### Extrait du texte
++++++++++
Le culte des reliques en Roumanie et le passage des reliques de la Sainte Hélène en Roumanie
Le passage des reliques de la sainte Hélène en Roumanie n’est pas seulement un événement religieux, mais c’est aussi une preuve de la collaboration entre les Eglises orthodoxe et catholique en ce qui concerne le patrimoine chrétien commun de l’Europe.

Andra Juganaru, 14.05.2025, 18:14
Les relations étroites entre les cultes chrétiens orthodoxes et catholiques se sont concrétisées par un nouvel événement. L’ensemble des reliques de l’Impératrice romaine Hélène (ca. 250 – ca. 330), mère de l’Empereur Constantin Ier (surnommé « le Grand » 272-337), ont été amenées fin avril en Roumanie, pays majoritairement orthodoxe. Ensuite, une délégation de l’Eglise romaine-catholique dédiée à Sainte-Hélène de Venise, sous la garde de laquelle se trouvaient les reliques, a accompagné le reliquaire vers le monastère de Pantocrator dans le département de Teleorman (sud). Pourquoi cet événement revet-il une telle importance en Roumanie ? Explorons ce détail culturel et son histoire en.
++++++++++
### Données fournies
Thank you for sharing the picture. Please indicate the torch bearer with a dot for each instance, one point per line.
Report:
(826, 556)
++++++++++
### Consigne
Comment résumer en deux phrases l'extrait consacré au passage des reliques de sainte Hélène en Roumanie ?

### Réponse
Fin avril, l'ensemble des reliques de l'impératrice romaine Hélène, mère de l'empereur Constantin Ier, a été amené en Roumanie, pays majoritairement orthodoxe. Une délégation de l'Église romaine-catholique de Sainte-Hélène de Venise, qui en avait la garde, les a accompagnées jusqu'au monastère de Pantocrator, dans le département de Teleorman, dans un événement qui témoigne aussi de la collaboration entre les Églises orthodoxe et catholique autour du patrimoine chrétien commun de l'Europe.